TEXT PASSAGE ::
Ben Myers wrote:
Hey Linda,
On Thu, Sep 27, 2012 at 04:39:35AM -0700, Linda Walsh wrote:
I want to be able to rapidly determine the diffs between 2 volumes.
Special note 1 is an active lvm snapshot of the other -- meaning it is
frozen in time, but otherwise should look identical the the file system
as it was when it was snapped.
Sooo... a way of speeding checks is finding out what blocks allocated to the indoes
are different, since as the new volume gets used, I had hoped that differing
block numbers might give me a clue as to what had changed..
Differing block maps for the same inode on the two filesystems will give you a
clue that there are changes but it isn't perfect:
Consider xfs_fsr. This might change block numbers for a file but the contents
stayed the same.
----
Yeah -- I figured out the downsides (like a rewrite -- but I was going
to try to use the mtime/filesize and block allocs to indicated stuff...
But neverthless-- it wouldn't be perfect, so sorta a moot point.
What I really need is to look at the block mappings of the underlying lvm --
and see what parts of the FS have been changed due to 'COW'....o
What i'm doing is taking successive daily snapshots that overlap each other and
picking up the differences and putting them into a tiny static volume I'll probably
keep around for a few weeks.
The reason -- is that when mounted under a 'special dir', @GMT-time/date,
Windows will see those "differences" as previous versions of the files --
unlike the windows version, it keeps active snapshots going... lvm isn't quite
so efficient to keep them going for weeks or so.. so I'm only keeping "sparse"

WHAT THIS EXERCISE ASKS ::
1. In the thread about LVM snapshots, which tool is given as an example of something that can change a file's block numbers while leaving its contents the same?
2. Reproduce word for word the part of the thread about LVM snapshots starting with "Special note 1" and going on through "to indicated stuff...".

RECORD EXTRACTS ::
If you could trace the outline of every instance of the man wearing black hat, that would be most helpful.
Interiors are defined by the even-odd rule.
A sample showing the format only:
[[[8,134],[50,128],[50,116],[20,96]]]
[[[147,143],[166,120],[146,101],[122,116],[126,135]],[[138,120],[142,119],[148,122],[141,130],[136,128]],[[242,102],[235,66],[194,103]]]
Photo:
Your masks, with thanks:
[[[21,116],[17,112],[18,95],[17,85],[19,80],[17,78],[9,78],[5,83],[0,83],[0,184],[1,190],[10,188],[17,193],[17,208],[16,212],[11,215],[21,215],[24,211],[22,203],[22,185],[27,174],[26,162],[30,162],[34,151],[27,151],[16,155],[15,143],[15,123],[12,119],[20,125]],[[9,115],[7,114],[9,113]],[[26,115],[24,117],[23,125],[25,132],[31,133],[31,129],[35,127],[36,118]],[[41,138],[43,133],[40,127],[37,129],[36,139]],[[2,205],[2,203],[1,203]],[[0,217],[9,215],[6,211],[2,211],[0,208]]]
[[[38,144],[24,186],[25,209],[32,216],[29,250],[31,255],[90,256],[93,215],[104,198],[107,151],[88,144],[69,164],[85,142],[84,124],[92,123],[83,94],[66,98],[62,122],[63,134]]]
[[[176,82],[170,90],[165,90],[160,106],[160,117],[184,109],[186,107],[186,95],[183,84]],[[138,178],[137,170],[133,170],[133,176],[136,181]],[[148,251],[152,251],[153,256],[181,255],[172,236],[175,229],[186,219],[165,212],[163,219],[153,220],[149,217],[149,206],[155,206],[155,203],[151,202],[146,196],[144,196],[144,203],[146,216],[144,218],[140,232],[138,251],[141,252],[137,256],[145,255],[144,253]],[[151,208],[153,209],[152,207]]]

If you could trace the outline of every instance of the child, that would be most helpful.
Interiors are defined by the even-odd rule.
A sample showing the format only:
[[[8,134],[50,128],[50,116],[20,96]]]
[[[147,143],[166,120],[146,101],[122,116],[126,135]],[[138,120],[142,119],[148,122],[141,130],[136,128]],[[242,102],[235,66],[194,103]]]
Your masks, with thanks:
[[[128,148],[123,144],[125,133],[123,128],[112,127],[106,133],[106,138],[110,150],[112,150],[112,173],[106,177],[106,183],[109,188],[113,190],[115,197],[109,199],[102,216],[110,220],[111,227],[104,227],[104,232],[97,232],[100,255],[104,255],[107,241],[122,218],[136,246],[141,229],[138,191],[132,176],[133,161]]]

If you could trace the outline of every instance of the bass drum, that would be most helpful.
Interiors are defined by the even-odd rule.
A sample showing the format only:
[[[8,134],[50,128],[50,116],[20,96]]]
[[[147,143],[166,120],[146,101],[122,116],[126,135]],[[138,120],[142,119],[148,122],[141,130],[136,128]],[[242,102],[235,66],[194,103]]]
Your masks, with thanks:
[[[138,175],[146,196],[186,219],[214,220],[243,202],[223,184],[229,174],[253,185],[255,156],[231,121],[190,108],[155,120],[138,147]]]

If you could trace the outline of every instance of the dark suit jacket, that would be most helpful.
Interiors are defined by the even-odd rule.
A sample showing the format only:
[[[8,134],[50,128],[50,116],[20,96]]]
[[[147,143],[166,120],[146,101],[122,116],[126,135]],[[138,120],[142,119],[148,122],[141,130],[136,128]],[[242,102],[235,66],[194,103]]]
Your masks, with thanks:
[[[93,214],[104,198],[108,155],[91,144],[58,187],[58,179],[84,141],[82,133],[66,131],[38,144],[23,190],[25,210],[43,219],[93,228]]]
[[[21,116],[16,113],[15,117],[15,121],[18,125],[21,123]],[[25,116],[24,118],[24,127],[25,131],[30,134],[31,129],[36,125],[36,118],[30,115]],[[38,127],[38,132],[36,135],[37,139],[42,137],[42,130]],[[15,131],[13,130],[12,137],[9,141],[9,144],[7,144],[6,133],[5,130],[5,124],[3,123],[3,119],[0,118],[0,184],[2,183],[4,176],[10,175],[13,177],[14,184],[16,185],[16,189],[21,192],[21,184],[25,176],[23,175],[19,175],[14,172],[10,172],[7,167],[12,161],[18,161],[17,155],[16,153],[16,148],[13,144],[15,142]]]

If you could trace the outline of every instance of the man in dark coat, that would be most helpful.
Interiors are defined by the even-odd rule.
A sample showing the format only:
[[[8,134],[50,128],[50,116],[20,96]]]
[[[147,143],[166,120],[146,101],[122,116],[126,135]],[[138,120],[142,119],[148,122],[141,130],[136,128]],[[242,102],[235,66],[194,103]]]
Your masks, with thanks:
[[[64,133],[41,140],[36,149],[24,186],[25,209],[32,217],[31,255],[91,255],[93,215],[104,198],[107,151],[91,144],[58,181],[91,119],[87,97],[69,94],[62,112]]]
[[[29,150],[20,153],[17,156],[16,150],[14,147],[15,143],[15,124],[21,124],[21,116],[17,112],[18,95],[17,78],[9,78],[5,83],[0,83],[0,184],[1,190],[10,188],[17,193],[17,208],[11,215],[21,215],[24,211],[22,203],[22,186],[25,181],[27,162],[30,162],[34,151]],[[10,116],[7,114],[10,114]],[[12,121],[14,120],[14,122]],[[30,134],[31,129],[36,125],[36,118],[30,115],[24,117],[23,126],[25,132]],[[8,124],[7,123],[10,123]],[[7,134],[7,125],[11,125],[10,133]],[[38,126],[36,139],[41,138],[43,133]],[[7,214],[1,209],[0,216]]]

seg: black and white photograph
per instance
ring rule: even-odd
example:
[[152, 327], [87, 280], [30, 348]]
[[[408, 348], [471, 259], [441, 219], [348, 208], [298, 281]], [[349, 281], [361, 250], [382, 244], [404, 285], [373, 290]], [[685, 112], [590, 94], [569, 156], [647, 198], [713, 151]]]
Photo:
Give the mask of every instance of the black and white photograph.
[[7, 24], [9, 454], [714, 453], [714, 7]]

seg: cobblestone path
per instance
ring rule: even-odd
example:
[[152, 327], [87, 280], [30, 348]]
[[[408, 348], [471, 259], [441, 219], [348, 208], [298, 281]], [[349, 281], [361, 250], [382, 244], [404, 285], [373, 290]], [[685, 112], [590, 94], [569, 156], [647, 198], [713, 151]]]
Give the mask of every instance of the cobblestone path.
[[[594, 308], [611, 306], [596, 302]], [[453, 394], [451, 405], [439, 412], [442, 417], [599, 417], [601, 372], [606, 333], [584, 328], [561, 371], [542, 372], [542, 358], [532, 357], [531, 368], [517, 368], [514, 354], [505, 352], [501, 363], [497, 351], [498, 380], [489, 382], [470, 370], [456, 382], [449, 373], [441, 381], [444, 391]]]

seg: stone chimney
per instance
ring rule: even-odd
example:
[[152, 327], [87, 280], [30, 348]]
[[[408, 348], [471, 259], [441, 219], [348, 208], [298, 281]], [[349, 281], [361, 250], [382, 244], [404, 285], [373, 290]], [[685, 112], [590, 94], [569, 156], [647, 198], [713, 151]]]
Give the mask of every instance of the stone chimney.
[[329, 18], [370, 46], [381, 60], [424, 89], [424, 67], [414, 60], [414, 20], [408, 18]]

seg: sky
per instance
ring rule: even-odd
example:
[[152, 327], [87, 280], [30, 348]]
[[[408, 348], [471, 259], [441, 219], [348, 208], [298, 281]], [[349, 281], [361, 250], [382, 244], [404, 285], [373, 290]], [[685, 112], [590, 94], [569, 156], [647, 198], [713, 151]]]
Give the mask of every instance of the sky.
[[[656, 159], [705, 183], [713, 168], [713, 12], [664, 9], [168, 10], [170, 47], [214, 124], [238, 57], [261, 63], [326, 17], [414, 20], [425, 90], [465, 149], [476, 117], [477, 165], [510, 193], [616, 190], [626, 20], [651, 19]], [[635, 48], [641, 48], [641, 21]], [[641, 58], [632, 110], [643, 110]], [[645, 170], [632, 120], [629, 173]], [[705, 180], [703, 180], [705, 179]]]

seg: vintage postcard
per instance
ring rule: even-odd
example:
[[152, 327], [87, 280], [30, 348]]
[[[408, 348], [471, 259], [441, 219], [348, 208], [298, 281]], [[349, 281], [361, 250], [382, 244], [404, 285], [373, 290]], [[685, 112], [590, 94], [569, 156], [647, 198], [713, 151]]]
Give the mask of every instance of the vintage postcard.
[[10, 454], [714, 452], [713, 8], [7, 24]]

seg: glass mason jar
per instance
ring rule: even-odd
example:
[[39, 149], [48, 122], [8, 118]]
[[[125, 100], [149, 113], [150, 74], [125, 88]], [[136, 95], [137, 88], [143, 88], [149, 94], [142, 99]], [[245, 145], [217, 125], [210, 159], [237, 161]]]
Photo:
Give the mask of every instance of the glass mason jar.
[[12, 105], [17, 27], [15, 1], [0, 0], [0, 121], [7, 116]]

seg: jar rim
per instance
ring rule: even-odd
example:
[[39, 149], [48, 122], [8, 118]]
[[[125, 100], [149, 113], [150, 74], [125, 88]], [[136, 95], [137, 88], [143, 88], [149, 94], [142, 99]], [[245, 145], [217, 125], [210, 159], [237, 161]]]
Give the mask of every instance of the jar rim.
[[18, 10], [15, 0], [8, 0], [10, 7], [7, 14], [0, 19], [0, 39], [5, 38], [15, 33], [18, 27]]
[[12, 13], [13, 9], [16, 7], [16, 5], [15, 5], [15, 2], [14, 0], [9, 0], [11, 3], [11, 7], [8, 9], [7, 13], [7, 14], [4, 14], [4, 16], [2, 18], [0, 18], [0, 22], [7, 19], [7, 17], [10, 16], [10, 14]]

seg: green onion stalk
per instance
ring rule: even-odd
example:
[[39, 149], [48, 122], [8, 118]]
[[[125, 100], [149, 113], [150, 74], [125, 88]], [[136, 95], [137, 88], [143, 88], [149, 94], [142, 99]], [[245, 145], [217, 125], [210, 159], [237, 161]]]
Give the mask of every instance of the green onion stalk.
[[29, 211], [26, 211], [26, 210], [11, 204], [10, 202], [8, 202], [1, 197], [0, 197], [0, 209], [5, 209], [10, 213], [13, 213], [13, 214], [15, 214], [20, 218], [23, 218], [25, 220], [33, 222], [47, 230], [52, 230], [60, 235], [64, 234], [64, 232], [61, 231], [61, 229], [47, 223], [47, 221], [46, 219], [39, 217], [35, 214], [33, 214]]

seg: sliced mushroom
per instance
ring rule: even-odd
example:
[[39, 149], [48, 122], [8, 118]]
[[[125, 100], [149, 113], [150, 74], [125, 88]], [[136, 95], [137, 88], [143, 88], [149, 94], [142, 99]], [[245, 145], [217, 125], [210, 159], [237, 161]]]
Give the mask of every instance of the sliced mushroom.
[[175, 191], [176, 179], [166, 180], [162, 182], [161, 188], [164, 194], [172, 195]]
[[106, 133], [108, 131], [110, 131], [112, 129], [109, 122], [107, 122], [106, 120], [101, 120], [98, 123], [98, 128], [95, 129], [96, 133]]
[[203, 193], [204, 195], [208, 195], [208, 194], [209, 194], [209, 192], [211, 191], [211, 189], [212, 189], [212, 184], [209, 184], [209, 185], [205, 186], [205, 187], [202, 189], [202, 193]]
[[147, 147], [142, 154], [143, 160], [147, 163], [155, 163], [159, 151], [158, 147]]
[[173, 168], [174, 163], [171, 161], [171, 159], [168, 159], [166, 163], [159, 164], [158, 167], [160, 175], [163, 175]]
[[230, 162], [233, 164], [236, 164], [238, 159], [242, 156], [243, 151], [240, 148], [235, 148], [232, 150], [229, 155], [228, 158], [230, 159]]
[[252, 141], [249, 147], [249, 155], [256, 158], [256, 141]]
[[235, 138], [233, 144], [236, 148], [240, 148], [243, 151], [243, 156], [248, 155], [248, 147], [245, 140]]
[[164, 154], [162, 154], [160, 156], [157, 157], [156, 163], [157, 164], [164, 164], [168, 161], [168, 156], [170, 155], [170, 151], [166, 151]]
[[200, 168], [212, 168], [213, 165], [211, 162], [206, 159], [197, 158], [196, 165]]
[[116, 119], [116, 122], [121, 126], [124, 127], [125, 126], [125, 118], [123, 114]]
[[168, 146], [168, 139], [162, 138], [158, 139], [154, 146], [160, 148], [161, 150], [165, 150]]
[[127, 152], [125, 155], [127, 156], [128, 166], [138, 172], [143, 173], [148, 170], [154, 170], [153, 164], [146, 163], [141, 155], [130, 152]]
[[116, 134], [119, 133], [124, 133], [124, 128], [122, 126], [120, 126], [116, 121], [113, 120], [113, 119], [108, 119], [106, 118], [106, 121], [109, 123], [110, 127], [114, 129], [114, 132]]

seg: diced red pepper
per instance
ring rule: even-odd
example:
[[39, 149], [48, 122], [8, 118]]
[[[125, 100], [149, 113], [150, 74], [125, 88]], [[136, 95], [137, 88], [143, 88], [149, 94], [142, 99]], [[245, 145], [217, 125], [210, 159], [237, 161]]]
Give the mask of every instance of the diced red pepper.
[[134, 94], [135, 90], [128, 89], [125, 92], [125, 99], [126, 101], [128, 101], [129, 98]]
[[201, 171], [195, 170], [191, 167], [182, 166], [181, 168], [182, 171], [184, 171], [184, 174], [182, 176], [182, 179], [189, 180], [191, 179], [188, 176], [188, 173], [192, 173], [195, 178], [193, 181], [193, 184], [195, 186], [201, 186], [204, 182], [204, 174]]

RESPONSES PER TASK ::
1. xfs_fsr

2.
Special note 1 is an active lvm snapshot of the other -- meaning it is
frozen in time, but otherwise should look identical the the file system
as it was when it was snapped.
Sooo... a way of speeding checks is finding out what blocks allocated to the indoes
are different, since as the new volume gets used, I had hoped that differing
block numbers might give me a clue as to what had changed..
Differing block maps for the same inode on the two filesystems will give you a
clue that there are changes but it isn't perfect:
Consider xfs_fsr. This might change block numbers for a file but the contents
stayed the same.
----
Yeah -- I figured out the downsides (like a rewrite -- but I was going
to try to use the mtime/filesize and block allocs to indicated stuff...